## Given problem
Quote every one of the records below verbatim, line by line.

## Task inputs
.....

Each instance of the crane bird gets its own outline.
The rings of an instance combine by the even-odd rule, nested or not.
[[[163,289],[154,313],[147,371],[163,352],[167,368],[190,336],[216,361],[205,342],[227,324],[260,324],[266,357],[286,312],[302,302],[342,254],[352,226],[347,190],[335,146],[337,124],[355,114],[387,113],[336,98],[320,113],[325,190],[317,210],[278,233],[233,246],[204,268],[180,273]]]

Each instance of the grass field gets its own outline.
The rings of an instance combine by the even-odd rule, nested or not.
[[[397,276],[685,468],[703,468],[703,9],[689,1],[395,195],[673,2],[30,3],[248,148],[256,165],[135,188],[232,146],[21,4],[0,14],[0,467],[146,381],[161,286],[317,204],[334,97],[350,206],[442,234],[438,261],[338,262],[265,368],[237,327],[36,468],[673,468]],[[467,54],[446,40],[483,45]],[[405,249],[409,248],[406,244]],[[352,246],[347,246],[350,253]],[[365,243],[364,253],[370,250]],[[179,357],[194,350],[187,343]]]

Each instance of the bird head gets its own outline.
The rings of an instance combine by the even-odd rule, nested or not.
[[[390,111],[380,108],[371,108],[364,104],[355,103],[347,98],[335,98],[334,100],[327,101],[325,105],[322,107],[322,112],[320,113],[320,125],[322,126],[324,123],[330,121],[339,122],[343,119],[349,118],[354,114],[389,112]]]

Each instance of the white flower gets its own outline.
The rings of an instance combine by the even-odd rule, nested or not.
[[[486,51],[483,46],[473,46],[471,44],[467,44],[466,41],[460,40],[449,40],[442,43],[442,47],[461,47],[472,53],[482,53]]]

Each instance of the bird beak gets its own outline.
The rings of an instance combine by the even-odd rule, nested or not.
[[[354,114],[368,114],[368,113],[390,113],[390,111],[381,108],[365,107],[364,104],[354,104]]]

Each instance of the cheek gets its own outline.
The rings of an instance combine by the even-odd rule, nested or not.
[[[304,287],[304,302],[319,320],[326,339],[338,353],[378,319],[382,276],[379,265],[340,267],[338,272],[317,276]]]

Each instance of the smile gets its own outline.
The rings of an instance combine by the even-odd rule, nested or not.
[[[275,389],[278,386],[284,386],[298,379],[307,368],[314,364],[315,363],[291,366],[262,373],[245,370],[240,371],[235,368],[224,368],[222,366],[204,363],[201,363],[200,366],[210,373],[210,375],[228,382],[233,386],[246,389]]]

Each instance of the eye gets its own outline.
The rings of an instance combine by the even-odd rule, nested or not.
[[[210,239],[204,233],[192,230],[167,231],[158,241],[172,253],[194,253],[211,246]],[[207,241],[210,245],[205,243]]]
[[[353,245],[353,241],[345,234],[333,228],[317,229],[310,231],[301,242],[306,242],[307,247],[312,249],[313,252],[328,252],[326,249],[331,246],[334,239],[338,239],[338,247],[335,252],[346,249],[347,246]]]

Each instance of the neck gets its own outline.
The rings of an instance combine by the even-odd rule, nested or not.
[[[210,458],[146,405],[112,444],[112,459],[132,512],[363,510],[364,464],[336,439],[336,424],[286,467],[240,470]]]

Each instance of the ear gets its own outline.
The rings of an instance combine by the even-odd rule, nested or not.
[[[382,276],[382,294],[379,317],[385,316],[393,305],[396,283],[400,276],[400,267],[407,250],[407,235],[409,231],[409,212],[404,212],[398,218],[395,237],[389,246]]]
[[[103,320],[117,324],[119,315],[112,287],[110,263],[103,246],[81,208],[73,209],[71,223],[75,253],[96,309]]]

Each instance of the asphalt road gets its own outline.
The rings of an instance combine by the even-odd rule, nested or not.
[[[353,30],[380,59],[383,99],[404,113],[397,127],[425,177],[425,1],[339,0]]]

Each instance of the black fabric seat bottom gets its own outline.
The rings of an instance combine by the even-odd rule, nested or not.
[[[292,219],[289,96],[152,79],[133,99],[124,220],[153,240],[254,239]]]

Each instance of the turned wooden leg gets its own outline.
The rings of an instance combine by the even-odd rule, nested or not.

.....

## The result
Each instance of the crane bird gets its own outline.
The rings of an instance combine by the even-odd rule, nested or not.
[[[163,289],[154,313],[147,371],[163,352],[167,368],[190,336],[216,361],[205,342],[227,324],[260,324],[266,357],[286,312],[302,302],[342,254],[352,226],[347,190],[335,146],[337,124],[355,114],[387,113],[336,98],[320,113],[325,190],[317,210],[278,233],[233,246],[204,268],[180,273]]]

Each instance of the grass field gets its own outline.
The rings of an instance combine by the even-odd rule, nested or not.
[[[397,276],[685,468],[703,468],[703,9],[689,1],[395,195],[673,2],[30,3],[248,148],[256,165],[135,188],[232,146],[21,4],[0,14],[0,467],[146,381],[161,286],[317,204],[334,97],[350,206],[442,234],[438,261],[338,262],[265,368],[237,327],[36,468],[673,468]],[[467,54],[446,40],[483,45]],[[405,249],[409,248],[406,244]],[[352,246],[347,246],[350,253]],[[365,243],[364,253],[370,250]],[[179,357],[194,350],[187,343]]]

Each instance of the bird head gets its own outline.
The rings of an instance combine by the even-odd rule, nested or not.
[[[390,111],[380,108],[371,108],[364,104],[355,103],[347,98],[335,98],[334,100],[327,101],[325,105],[322,107],[322,112],[320,113],[320,125],[322,126],[324,123],[330,121],[339,122],[343,119],[349,118],[354,114],[389,112]]]

Each instance of the white flower gets its own outline.
The rings of an instance combine by the even-odd rule, nested or not.
[[[486,51],[483,46],[473,46],[471,44],[467,44],[466,41],[460,40],[449,40],[442,43],[442,47],[461,47],[472,53],[482,53]]]

Each instance of the bird beak gets its own outline.
The rings of an instance combine by the even-odd rule, nested or not.
[[[354,114],[368,114],[368,113],[390,113],[390,111],[381,108],[365,107],[364,104],[354,104]]]

Each instance of the cheek gets its own outline.
The rings of an instance combine by the even-odd rule, nested or not.
[[[304,287],[304,302],[319,320],[326,339],[338,353],[378,319],[382,276],[379,265],[340,267],[338,272],[317,276]]]

Each instance of the smile gets its own outline.
The rings of an instance combine by the even-odd rule, nested or not.
[[[275,389],[278,386],[284,386],[298,379],[307,368],[314,364],[315,363],[291,366],[262,373],[245,370],[240,371],[235,368],[224,368],[222,366],[204,363],[201,363],[200,366],[210,373],[210,375],[228,382],[233,386],[246,389]]]

Each instance of the eye gets its own outline.
The rings of an instance combine by the even-odd rule, nested or not.
[[[210,239],[204,233],[192,230],[167,231],[158,241],[172,253],[194,253],[211,246]],[[207,241],[210,245],[205,243]]]
[[[353,245],[353,241],[345,234],[333,228],[317,229],[310,231],[301,242],[306,242],[307,247],[312,249],[313,252],[328,252],[326,249],[331,246],[334,239],[338,239],[338,247],[335,252],[346,249],[347,246]]]

Each instance of the neck gets its own outline.
The rings of an instance combine by the even-odd rule, nested or not.
[[[210,458],[146,405],[112,444],[112,459],[132,512],[363,510],[364,464],[336,439],[336,424],[286,467],[240,470]]]

Each instance of the ear gets its own outline.
The rings of an instance combine by the even-odd rule, nested or not.
[[[382,276],[382,294],[379,317],[385,316],[393,305],[396,283],[400,276],[400,267],[407,250],[407,235],[409,231],[409,212],[404,212],[398,218],[395,237],[389,246]]]
[[[103,320],[117,324],[119,315],[112,287],[110,263],[103,246],[81,208],[73,209],[71,223],[75,253],[96,309]]]

Each instance of the asphalt road gets its own outline.
The rings of an instance combine by the even-odd rule, nested or not.
[[[353,30],[380,59],[383,99],[404,113],[397,127],[425,177],[425,1],[339,0]]]

Each instance of the black fabric seat bottom gets its own outline.
The rings of an instance combine by the even-odd rule, nested or not.
[[[292,219],[289,96],[152,79],[133,99],[124,220],[153,240],[254,239]]]

Each instance of the turned wooden leg gets its own outline.
The rings of an instance combine by the even-odd rule, nested or not.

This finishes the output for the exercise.